▶ TASK REQUIREMENTS:
Among the entries below, please repeat exactly and only the lines from the line containing "point | a marker on each instance of the eyelash" to the line containing "target | blue eye", both lines included.

▶ EXTRACTED RECORDS:
--- START ---
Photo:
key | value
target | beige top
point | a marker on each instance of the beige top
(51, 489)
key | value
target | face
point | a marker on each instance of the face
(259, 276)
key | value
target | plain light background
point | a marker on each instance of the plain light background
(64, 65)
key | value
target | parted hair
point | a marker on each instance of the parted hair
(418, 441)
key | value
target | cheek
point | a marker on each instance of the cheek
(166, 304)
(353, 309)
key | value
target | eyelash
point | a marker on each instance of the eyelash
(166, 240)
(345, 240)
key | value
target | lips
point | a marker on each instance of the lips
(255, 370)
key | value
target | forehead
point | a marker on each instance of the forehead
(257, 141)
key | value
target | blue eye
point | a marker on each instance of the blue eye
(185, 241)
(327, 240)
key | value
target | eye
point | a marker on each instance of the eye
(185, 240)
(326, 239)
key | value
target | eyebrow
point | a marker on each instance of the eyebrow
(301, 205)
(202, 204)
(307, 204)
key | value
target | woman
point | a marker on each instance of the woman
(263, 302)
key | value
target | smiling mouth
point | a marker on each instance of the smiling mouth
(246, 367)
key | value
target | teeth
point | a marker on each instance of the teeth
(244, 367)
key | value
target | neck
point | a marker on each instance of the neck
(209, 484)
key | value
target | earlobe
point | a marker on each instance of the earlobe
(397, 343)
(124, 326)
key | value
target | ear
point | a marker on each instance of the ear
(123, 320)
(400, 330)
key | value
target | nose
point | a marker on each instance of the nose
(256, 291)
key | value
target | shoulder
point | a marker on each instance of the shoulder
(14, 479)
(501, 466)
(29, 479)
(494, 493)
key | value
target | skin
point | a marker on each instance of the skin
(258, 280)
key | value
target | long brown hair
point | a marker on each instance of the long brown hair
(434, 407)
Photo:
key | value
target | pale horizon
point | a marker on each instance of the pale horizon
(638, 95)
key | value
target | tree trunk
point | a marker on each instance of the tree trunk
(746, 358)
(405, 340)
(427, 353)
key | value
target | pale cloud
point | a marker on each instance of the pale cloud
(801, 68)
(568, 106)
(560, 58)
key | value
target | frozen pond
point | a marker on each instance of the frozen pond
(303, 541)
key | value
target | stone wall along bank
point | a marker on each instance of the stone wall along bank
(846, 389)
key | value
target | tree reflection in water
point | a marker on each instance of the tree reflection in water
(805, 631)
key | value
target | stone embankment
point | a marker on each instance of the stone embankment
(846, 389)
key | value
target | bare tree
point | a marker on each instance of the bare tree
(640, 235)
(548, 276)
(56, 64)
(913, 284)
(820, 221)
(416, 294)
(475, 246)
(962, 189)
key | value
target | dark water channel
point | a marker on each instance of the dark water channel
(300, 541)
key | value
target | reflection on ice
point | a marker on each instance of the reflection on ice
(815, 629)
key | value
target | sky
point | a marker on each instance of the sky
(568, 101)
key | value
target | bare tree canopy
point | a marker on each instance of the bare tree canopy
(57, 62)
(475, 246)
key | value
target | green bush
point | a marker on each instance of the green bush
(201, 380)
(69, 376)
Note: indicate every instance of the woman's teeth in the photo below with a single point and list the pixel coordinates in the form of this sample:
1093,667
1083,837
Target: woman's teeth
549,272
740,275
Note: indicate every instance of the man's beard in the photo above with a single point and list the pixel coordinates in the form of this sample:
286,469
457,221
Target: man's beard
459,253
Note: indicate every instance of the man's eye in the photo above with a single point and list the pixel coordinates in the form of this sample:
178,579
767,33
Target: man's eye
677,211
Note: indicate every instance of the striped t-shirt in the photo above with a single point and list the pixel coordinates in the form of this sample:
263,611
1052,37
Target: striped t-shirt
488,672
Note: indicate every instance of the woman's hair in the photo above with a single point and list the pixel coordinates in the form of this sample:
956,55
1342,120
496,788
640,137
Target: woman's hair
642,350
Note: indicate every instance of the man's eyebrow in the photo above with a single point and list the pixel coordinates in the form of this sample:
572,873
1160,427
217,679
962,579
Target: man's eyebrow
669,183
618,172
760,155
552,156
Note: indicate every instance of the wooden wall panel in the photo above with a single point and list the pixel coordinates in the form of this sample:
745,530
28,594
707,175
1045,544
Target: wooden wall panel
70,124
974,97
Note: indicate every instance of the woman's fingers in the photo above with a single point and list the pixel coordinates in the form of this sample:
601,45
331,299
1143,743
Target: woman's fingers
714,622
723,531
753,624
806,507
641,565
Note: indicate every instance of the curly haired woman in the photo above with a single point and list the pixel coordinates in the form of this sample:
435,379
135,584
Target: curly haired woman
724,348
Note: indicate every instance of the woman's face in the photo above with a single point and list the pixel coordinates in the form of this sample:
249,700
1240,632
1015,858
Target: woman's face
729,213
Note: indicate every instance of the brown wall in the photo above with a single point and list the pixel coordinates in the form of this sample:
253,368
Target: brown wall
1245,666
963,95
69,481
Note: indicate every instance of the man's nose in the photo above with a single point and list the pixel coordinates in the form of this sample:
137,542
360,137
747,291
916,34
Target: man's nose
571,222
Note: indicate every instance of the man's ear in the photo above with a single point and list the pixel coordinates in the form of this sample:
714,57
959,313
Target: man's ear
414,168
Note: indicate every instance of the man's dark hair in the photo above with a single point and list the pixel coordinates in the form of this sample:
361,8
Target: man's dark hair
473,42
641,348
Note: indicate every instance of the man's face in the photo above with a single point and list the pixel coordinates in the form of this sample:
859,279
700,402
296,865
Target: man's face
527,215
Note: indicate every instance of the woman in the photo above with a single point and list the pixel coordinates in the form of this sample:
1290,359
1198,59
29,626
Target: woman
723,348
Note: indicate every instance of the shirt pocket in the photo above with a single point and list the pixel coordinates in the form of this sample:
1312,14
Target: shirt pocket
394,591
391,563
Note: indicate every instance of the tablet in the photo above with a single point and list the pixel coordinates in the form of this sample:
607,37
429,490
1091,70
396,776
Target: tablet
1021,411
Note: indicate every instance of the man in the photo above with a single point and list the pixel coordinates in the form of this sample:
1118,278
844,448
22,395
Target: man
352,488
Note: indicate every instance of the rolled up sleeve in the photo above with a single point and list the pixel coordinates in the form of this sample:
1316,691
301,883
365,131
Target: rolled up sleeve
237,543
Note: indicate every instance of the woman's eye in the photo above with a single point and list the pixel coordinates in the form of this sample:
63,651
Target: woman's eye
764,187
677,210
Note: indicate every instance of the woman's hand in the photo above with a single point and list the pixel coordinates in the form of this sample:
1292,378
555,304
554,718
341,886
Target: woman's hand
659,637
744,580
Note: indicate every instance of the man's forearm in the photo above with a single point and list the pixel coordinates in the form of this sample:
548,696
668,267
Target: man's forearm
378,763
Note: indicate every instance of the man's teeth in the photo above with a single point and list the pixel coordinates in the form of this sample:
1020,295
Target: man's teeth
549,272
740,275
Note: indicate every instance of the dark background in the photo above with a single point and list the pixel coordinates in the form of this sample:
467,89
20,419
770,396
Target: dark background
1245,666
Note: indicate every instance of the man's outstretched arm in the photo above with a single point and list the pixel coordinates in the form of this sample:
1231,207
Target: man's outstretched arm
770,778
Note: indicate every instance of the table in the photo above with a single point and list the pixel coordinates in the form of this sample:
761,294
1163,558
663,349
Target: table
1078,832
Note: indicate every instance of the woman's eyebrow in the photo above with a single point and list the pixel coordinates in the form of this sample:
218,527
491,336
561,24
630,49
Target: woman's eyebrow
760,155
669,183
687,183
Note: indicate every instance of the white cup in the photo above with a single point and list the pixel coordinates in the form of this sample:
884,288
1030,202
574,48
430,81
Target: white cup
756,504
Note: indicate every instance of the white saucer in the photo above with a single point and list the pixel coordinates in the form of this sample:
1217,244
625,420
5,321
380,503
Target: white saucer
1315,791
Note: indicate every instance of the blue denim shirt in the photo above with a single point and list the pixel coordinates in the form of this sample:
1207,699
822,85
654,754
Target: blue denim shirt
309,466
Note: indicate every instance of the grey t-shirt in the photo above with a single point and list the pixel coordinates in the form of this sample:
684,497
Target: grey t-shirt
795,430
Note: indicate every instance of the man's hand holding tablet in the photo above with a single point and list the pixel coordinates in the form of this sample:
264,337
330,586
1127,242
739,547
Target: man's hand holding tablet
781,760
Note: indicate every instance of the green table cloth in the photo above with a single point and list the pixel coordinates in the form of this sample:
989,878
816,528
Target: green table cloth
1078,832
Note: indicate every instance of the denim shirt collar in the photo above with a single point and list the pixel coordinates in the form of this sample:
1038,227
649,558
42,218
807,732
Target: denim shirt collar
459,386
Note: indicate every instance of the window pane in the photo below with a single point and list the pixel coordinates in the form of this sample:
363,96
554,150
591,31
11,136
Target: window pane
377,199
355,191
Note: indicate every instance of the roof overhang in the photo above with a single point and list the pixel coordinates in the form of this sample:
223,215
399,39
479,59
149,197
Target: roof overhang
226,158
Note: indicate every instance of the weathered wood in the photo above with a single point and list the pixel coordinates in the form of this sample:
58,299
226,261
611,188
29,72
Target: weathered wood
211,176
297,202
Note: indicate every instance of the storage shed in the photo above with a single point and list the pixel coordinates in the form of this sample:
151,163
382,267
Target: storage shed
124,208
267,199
--- END ---
▶ EXERCISE ANSWER:
point | a marker on each instance of the eyelash
(166, 240)
(345, 240)
key | value
target | lips
point | a marker on each instance of the lips
(255, 370)
key | value
target | forehead
point | a marker on each instance of the forehead
(257, 141)
key | value
target | blue eye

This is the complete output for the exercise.